DATA FOR THIS EXERCISE:
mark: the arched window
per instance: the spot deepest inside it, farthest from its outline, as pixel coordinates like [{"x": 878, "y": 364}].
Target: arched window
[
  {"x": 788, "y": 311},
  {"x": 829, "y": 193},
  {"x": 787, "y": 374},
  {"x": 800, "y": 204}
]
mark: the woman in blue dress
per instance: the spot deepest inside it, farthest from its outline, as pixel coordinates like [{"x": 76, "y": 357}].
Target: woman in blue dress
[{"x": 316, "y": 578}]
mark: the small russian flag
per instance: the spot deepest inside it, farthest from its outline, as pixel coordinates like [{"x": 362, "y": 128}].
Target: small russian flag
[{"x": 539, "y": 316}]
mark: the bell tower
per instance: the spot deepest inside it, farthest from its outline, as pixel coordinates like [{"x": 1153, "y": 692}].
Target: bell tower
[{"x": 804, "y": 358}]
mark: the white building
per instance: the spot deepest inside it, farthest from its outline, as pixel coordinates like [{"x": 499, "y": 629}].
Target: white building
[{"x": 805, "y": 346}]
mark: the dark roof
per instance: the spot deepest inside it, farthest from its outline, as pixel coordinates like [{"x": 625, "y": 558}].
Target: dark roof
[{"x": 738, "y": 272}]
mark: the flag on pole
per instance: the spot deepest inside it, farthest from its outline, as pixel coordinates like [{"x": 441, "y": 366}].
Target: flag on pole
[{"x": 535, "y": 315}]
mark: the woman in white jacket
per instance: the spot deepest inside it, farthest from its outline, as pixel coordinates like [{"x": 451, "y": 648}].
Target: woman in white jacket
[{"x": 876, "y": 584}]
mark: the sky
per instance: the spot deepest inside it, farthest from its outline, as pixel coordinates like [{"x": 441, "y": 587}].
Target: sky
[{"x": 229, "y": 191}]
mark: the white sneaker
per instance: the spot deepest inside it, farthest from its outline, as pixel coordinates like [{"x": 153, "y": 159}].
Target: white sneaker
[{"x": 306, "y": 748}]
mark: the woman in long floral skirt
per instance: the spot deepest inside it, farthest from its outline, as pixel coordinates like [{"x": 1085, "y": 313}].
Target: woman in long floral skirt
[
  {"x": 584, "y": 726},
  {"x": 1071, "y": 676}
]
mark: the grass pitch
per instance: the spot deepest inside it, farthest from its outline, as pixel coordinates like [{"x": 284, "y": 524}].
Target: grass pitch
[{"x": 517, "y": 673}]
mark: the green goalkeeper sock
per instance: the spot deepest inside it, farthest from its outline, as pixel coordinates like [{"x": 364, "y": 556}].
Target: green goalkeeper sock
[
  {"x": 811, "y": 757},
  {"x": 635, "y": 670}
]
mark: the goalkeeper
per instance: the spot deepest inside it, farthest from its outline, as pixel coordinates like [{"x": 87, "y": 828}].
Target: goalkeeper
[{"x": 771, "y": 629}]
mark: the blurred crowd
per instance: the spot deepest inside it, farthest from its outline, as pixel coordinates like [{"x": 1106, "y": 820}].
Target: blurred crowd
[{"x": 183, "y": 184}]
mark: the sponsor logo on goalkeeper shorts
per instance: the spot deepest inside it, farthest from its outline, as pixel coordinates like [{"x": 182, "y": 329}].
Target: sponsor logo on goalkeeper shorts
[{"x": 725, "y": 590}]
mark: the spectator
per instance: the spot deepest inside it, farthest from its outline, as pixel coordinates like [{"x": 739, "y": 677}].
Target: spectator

ASSIGNMENT: Read through the entries and copy every line that includes "spectator".

EXERCISE ANSWER:
mark: the spectator
Target: spectator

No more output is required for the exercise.